■ **Given request a**:
Decide whether each statement below agrees with the article on pay raises. Answer yes or no for each, and quote the exact words from the article that settle it.
(i) T. Rowe Price announced a 4% raise for 85% of its employees.
(ii) PwC is raising entry-level pay in the UK by 5%.
(iii) Pearl Meyer found that 70% of organizations put in larger salary increases this year than in 2021.
* begin Source excerpt *
New hires are getting salary raises after just weeks on the job as companies give in to cost-of-living-based pay increases, report says

Zac Wang   

New hires are getting salary raises after just weeks on the job as companies give in to cost-of-living-based pay increases, report says
Careers2 min read
  • Companies are offering multiple salary increases per year to stem worker attrition, WSJ reported.
  • Some employers are factoring inflation, which hit a 40-year high in the US in June, into pay rises.

Companies are giving raises to new hires after just weeks on the job and reviewing salaries multiple times a year as bosses come to terms with a soaring level of inflation that is causing a global cost of living crisis, The Wall Street Journal reported.

Asset manager T. Rowe Price last month announced a 4% raise for 85% of its employees starting from July 1, according to the Journal. That raise, which is in addition to the company's year-end salary adjustments, included new hires who had joined the company only a few weeks back, the company's head of human resources told the Journal.

A low unemployment rate has created a competitive labor market that has seen the scales tip in favor of jobseekers. Some workers are finding that now more than ever, switching jobs results in a larger paycheck. In response, companies are looking to stem employee attrition by accounting for inflation in their pay raises.

US employers had accounted for salary increases of 3.9% in 2022, according to a December report from think tank Conference Board. However, US inflation recently reached a 40-year record 8.6% in May. Meanwhile, Pearl Meyer, a compensation consultancy, found that 70% of organizations had implemented larger salary increases this year compared to 2021.

Accounting firm PwC, for example, is spending $2.4 billion in the US to better retain and attract talent, with a 5% pay raise for all employees announced last month. In the UK, where inflation reached 9.1% in May, the firm is increasing salaries by up to 9% and boosting entry-level pay by 10%.

"As a business and an employer we can't ignore market pressures and want to ensure pay at every level is as competitive as possible," Kevin Ellis, chairman and senior partner of PwC UK, said in a statement announcing the raises last month.
* end Source excerpt *
* begin Supplied records *
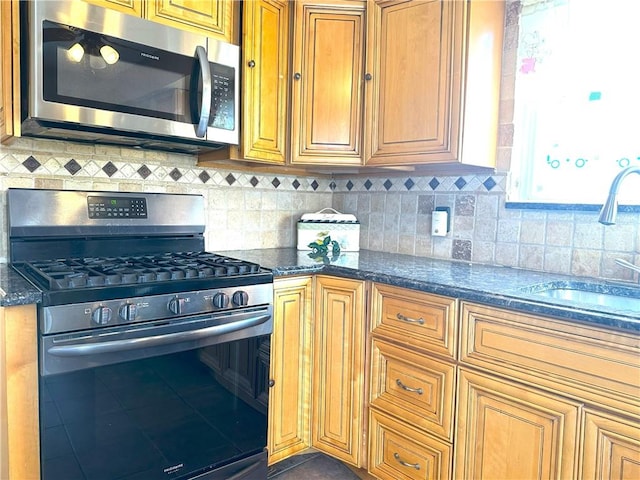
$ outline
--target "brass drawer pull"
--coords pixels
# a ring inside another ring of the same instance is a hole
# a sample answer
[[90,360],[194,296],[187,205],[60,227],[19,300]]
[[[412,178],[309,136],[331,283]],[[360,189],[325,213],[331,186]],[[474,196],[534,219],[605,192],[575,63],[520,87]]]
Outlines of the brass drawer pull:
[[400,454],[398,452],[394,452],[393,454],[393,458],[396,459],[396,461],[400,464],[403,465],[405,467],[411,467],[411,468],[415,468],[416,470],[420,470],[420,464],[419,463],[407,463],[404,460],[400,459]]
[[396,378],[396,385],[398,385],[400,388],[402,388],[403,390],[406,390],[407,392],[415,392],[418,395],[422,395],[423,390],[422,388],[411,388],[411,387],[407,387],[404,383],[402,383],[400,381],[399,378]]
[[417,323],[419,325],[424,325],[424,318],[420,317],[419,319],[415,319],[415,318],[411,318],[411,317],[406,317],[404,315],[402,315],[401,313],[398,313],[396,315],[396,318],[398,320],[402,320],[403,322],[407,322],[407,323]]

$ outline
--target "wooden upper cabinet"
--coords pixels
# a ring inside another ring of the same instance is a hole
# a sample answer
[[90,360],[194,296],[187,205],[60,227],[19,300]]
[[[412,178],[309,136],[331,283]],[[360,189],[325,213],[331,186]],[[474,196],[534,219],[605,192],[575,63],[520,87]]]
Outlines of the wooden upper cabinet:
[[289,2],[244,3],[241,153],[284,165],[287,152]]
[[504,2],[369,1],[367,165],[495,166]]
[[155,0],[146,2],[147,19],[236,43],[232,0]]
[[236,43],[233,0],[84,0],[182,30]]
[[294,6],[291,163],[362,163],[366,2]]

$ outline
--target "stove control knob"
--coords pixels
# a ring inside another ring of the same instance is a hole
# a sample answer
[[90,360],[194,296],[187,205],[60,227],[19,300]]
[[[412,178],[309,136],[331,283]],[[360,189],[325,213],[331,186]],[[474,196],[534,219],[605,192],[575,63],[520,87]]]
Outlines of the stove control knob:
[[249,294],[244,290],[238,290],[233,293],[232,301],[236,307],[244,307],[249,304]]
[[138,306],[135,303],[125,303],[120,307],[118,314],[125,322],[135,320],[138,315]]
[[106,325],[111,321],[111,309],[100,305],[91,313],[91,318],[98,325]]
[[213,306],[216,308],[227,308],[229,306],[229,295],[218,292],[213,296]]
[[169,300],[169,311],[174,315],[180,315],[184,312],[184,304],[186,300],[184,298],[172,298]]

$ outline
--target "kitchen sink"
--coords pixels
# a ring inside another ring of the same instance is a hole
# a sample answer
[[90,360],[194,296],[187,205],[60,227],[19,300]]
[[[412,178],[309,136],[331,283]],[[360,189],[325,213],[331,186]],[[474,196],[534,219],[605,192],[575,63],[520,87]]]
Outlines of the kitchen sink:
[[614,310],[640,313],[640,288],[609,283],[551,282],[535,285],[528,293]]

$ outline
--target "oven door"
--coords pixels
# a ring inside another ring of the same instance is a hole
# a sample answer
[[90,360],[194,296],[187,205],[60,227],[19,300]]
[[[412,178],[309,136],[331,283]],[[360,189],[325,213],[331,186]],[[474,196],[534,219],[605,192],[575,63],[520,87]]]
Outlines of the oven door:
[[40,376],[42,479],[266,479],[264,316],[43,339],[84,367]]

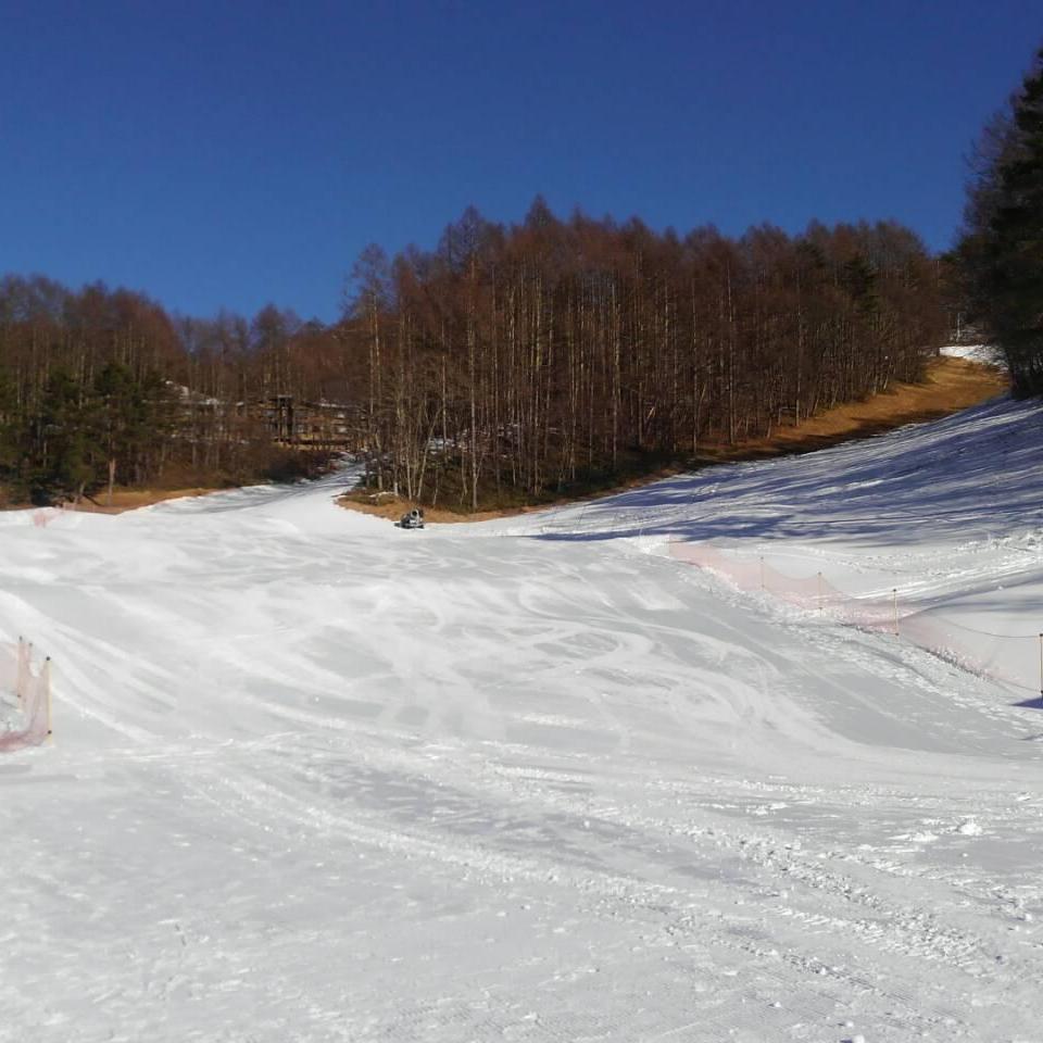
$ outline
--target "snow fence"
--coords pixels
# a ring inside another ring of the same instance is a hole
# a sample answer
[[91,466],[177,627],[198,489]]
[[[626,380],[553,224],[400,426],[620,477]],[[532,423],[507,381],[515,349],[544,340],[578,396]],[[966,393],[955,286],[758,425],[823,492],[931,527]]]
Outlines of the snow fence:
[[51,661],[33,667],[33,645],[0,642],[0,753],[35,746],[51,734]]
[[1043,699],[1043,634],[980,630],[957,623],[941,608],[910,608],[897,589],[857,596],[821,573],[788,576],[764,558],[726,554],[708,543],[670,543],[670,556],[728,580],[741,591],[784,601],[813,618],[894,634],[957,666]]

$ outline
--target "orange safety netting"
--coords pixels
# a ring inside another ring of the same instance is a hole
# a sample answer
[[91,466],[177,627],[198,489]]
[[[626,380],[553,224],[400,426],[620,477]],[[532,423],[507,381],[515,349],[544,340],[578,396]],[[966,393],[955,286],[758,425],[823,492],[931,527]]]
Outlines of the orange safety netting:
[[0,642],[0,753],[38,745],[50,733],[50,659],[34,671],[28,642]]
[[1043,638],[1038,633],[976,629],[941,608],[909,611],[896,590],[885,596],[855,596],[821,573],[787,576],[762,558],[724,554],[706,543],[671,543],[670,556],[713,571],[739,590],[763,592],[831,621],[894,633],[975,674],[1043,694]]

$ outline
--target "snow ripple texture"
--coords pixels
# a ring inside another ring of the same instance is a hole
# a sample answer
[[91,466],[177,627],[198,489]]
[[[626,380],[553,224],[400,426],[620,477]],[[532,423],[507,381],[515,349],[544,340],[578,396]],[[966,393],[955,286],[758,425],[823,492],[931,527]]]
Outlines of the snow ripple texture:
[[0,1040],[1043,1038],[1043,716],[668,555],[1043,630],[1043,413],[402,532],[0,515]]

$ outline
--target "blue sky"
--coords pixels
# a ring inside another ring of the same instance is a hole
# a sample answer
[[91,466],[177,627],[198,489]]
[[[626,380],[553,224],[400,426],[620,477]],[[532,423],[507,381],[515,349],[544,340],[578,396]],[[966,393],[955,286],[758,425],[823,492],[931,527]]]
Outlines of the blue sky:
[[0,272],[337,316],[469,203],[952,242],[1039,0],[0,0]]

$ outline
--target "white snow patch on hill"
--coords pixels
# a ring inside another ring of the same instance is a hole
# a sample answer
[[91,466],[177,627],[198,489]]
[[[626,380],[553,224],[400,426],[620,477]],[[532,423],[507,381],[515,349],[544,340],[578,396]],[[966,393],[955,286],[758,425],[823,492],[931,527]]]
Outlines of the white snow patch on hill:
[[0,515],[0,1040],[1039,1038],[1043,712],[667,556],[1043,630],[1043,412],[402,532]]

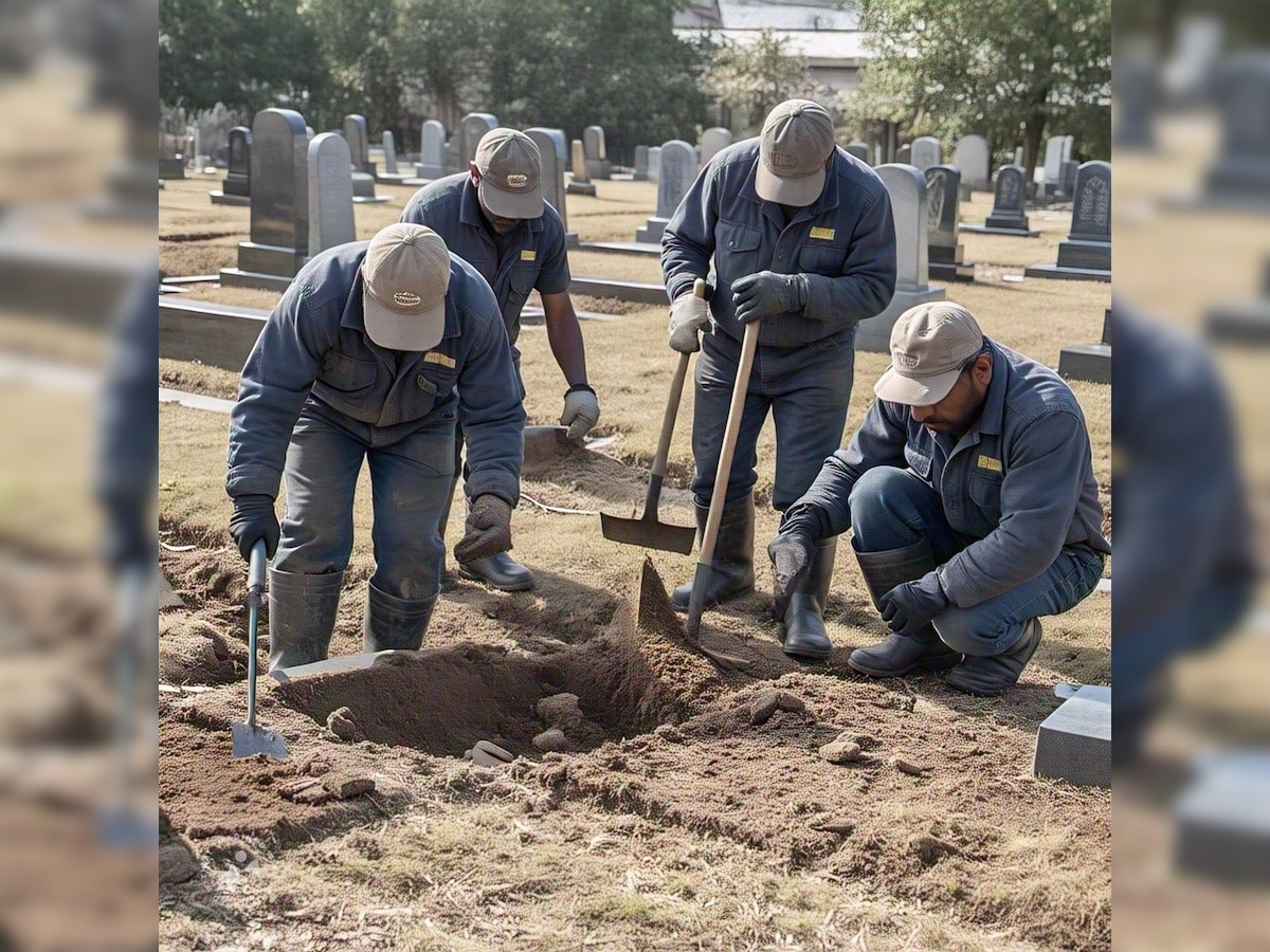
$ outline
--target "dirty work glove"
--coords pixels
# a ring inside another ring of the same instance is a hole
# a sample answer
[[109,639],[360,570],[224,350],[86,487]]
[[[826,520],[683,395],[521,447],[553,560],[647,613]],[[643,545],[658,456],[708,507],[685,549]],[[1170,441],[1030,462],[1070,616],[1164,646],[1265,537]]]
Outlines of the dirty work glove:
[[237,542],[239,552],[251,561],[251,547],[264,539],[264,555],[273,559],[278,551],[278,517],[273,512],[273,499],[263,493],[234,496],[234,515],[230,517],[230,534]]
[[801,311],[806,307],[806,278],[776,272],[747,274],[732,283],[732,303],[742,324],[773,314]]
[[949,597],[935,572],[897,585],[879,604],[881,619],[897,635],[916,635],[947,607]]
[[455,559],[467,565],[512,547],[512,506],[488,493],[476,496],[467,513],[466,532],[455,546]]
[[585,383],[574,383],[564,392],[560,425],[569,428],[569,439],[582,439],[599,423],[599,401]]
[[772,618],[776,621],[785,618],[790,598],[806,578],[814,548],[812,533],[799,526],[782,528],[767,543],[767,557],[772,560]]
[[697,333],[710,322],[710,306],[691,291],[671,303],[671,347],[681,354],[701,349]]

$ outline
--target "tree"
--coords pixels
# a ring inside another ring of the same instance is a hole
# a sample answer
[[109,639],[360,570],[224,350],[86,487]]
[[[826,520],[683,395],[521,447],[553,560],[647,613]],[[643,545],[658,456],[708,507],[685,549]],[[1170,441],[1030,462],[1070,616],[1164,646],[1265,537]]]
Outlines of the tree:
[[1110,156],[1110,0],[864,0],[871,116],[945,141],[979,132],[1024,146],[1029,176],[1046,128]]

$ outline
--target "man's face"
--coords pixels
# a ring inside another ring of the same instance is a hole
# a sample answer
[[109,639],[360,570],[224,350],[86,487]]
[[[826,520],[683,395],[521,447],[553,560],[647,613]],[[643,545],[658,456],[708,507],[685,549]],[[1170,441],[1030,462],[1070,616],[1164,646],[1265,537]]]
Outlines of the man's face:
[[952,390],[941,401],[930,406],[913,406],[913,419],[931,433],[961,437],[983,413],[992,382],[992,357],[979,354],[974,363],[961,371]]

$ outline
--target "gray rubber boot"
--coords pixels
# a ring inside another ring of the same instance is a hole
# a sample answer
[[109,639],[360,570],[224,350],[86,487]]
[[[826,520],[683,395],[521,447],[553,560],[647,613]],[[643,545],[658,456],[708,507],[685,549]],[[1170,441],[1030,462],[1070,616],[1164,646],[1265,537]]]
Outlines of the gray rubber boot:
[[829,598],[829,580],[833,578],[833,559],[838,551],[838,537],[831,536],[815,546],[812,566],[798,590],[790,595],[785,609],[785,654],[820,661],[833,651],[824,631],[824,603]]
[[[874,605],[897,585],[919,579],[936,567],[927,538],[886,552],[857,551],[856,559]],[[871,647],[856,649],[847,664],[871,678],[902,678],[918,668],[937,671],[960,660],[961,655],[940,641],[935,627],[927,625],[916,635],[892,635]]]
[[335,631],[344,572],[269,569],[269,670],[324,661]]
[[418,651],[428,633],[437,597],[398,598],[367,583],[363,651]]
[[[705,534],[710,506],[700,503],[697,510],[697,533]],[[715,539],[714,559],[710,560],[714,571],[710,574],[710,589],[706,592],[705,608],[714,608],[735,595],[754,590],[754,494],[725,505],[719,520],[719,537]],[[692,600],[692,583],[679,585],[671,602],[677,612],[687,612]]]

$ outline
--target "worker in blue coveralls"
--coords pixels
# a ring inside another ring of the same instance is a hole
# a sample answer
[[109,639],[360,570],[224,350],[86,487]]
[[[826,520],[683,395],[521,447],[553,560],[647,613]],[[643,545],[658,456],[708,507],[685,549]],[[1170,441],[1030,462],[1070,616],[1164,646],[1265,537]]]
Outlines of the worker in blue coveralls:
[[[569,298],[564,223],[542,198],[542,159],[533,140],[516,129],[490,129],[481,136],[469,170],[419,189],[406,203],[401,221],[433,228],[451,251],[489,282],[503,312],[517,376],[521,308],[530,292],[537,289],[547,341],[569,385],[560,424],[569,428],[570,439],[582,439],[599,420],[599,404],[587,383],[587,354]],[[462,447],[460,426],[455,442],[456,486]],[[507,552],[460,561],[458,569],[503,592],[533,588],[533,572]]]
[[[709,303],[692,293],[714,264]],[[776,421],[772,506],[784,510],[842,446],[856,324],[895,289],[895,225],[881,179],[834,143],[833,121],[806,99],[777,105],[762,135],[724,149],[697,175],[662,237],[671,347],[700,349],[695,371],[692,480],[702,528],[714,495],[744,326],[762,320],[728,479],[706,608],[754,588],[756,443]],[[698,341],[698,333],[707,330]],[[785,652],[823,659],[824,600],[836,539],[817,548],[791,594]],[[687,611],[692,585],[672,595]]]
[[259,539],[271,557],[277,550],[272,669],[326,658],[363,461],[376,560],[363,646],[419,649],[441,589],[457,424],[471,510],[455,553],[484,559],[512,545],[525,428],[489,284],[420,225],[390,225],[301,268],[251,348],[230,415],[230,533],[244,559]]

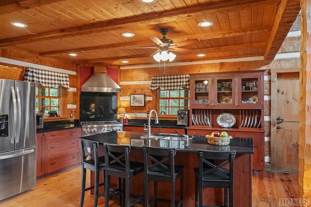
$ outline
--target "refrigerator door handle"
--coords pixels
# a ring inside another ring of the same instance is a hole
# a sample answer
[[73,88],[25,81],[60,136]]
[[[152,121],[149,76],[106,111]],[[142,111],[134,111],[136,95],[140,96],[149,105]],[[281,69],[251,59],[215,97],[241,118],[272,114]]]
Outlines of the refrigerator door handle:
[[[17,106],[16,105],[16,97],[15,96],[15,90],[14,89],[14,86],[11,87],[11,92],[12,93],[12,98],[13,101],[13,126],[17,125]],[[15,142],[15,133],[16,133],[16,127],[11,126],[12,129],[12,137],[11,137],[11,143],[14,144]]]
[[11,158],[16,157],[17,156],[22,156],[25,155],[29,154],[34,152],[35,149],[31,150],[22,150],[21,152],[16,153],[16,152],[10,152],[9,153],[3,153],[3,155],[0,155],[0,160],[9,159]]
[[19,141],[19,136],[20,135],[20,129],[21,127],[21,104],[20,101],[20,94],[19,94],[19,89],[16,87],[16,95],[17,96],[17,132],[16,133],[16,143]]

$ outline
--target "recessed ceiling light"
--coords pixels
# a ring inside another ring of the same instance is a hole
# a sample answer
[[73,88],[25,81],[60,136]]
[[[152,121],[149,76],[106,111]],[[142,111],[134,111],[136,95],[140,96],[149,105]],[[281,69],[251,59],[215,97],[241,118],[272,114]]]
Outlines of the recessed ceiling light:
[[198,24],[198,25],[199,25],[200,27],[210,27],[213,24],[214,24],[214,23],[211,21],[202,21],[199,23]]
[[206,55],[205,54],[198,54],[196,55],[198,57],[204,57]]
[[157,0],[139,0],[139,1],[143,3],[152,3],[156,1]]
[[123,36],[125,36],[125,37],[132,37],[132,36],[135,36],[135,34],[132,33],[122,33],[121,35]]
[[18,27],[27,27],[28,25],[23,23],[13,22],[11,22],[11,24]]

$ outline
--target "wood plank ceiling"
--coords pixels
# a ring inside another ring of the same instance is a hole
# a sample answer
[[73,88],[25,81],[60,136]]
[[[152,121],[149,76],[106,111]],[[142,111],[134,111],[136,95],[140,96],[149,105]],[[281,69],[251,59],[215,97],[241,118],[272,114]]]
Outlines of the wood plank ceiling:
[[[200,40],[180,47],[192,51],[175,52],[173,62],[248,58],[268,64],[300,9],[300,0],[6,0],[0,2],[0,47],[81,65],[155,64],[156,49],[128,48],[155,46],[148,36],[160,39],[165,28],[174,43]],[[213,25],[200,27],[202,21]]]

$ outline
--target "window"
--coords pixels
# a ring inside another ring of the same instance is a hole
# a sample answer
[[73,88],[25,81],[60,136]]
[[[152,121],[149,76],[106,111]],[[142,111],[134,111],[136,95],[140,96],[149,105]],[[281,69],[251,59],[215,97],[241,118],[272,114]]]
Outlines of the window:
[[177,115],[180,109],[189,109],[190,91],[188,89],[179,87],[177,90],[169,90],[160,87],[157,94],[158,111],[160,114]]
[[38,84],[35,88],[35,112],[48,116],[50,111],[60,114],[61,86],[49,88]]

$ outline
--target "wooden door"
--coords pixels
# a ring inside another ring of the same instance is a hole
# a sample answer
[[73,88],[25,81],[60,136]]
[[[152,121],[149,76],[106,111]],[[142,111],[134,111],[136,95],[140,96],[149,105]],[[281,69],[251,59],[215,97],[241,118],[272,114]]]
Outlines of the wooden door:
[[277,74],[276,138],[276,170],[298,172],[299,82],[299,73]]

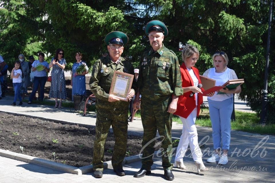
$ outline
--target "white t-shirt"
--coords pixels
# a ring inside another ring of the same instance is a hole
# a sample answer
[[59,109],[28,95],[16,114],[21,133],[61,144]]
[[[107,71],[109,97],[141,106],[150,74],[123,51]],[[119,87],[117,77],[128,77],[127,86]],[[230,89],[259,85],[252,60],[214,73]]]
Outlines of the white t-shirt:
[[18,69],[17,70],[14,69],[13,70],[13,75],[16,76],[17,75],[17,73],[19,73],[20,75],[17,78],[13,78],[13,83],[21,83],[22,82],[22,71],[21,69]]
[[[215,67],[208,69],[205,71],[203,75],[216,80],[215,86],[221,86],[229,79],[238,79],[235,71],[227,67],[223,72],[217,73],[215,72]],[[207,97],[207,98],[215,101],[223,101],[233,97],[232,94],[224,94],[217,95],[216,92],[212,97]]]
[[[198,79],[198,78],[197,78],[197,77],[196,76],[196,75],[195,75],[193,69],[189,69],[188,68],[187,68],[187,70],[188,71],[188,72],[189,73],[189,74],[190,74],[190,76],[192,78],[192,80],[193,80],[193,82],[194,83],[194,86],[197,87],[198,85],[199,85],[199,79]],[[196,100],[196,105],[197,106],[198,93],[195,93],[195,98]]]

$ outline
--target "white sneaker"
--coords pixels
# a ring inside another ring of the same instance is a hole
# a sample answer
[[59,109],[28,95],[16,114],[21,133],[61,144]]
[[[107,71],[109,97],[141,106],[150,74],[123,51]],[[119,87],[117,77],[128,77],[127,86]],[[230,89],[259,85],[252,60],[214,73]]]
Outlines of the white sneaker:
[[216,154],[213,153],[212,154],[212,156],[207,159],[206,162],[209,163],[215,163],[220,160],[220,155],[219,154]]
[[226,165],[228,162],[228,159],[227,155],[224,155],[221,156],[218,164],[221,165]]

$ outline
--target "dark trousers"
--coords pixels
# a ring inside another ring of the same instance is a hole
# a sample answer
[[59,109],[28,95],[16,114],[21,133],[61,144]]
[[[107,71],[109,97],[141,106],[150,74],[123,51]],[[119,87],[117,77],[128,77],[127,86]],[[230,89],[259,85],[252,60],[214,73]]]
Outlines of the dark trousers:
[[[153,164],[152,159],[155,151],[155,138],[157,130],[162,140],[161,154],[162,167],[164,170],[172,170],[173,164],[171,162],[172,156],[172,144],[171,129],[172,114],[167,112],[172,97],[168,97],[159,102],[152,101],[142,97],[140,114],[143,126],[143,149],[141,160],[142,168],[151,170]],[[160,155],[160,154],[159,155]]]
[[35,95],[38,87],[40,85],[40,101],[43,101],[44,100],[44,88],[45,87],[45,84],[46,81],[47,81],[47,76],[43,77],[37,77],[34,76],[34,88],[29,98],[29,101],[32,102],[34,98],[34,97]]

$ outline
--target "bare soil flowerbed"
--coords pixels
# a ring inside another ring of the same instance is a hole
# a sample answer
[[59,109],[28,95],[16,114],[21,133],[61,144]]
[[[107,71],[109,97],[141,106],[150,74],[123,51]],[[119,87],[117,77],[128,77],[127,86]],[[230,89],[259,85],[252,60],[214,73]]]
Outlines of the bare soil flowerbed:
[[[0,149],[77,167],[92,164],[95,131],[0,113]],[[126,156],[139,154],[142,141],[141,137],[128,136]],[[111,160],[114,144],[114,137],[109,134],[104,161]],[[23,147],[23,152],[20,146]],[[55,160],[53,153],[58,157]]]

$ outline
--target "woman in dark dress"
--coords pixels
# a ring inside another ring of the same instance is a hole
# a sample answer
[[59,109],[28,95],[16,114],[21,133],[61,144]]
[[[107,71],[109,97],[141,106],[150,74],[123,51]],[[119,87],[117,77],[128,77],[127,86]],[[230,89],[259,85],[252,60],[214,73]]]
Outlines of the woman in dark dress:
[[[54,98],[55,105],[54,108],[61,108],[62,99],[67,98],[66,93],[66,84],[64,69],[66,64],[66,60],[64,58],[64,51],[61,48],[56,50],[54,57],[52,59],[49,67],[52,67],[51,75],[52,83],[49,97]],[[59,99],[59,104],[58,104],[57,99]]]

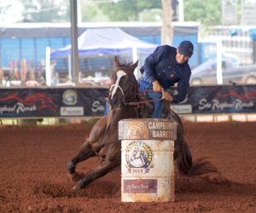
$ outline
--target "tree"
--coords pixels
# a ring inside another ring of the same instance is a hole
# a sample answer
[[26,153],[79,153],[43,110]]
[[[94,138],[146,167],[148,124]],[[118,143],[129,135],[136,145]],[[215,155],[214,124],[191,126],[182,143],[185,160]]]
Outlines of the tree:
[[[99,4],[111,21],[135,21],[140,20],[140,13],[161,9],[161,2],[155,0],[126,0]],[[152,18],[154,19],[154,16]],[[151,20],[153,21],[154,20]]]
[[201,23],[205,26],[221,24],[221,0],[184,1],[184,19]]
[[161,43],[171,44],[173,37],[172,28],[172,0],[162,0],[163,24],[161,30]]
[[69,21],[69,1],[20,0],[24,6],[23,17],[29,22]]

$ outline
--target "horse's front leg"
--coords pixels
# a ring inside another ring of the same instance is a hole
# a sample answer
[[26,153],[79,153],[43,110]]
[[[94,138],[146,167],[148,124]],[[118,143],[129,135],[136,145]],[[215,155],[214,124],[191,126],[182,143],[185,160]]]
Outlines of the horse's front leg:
* end Supplied records *
■ **Given request b**:
Count the lines in the rows above that contain the word "control". Reply with the number only.

■ **Correct answer a**:
(i) Yes: "a 4% raise for 85% of its employees starting from July 1"
(ii) No: "boosting entry-level pay by 10%"
(iii) Yes: "70% of organizations had implemented larger salary increases this year compared to 2021"

■ **Correct answer b**:
2